# [Perintah A]
Berdasarkan kutipan tentang ablasio retina, di bagian mana retina penulis copot?
# [Perintah B]
Tentukan apakah setiap pernyataan berikut sesuai dengan kutipan tentang ablasio retina. Jawab ya atau tidak, lalu kutip kata-kata kutipan yang menentukannya.
(i) Suami langsung memeluk penulis sesampainya di rumah.
(ii) Penulis yakin retinanya copot karena kejedot di angkot.
(iii) Retina adalah bagian saraf mata yang terletak di bagian belakang mata.

# [Kutipan yang diberikan]
↓

Pasca-diagnosa Ablasio Retina (bagian II)

Pasca-diagnosa Ablasio Retina (bagian II)

Oktober 16, 2017
Sepulang dari dokter mata yang mendiagnosa saya kena Albasio Retina, saya lunglai. Deg-degan. Bingung mau ngapain. Di satu sisi ngga berani googling sendiri, di sisi lain penasaran. Saya ngga berani baca kenyataan yang ada. Akhirnya saya hanya bisa kabari suami. Dan sepertinya suami langsung googling sendiri lalu ikutan degdegan. Dia bilang, 'hmm.. kok serem banget. Kamu cepetan pulang ya.'

Makin deg-degan dong yaa.. Emang segitu seramnya apa?

Baca juga: Dokter bilang saya ablasio retina

Sesampainya di rumah, suami langsung memeluk saya. Saya pun memberanikan diri untuk googling tentang Ablasio Retina. Wah ternyata seram beneran. Ablasio retina itu adalah retinanya copot. Apaa?? Copot banget siss? Langsung saya bayangin retina itu ada di mana dan kenapa bisa copot.

Kira-kira bisa dilihat pada gambar di bawah ini. Retina itu bagian saraf mata yang adanya di bagian belakang mata. Lalu retina bisa copot ke bagian dalam seperti yang kelihatan di gambar di bawah. Kalau saya, retina yang copot ada di bagian pojok kanan mata kiri.
Image result for ablatio retinae
Sumber gambar : Mayo Clinic

Sejujurnya, saya ngga inget banget sih kapan si retina ini copot dan kapan mata saya berasa agak aneh. Jadi kalau ditanya penyebabnya, saya juga ngga yakin. Ada kemungkinan karena kejedot waktu di angkot, tapi saya ngga yakin juga. 

Hasil googling mengatakan bahwa, ablasio retina itu segitu parahnya sampai bisa membuat penderitanya buta permanen. Seram yaa. Saya akhirnya nangis juga. Takut. Gimana coba kalau buta permanen. Ngga bisa jadi peneliti lagi. Ngga bisa baca dongeng buat anak saya nanti.

↑

# [Informasi yang diberikan]

↓

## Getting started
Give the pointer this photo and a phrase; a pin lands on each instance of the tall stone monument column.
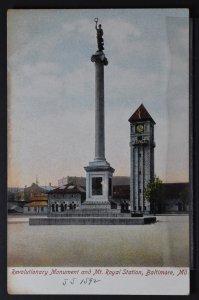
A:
(99, 172)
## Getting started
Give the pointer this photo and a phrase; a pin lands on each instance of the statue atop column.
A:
(100, 40)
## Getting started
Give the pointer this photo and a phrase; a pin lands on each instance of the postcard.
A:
(98, 151)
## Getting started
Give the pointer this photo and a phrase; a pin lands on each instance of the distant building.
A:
(66, 197)
(142, 157)
(174, 199)
(35, 199)
(72, 179)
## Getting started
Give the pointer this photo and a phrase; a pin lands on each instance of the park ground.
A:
(164, 244)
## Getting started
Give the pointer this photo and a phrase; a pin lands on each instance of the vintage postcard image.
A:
(98, 151)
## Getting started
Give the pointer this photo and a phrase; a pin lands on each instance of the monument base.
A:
(98, 184)
(92, 221)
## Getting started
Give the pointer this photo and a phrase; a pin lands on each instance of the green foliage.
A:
(153, 192)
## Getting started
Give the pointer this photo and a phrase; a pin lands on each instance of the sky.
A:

↑

# [Jawaban akhir A]
Di bagian pojok kanan mata kiri.

# [Jawaban akhir B]
(i) Ya: "Sesampainya di rumah, suami langsung memeluk saya."
(ii) Tidak: "Ada kemungkinan karena kejedot waktu di angkot, tapi saya ngga yakin juga."
(iii) Ya: "Retina itu bagian saraf mata yang adanya di bagian belakang mata."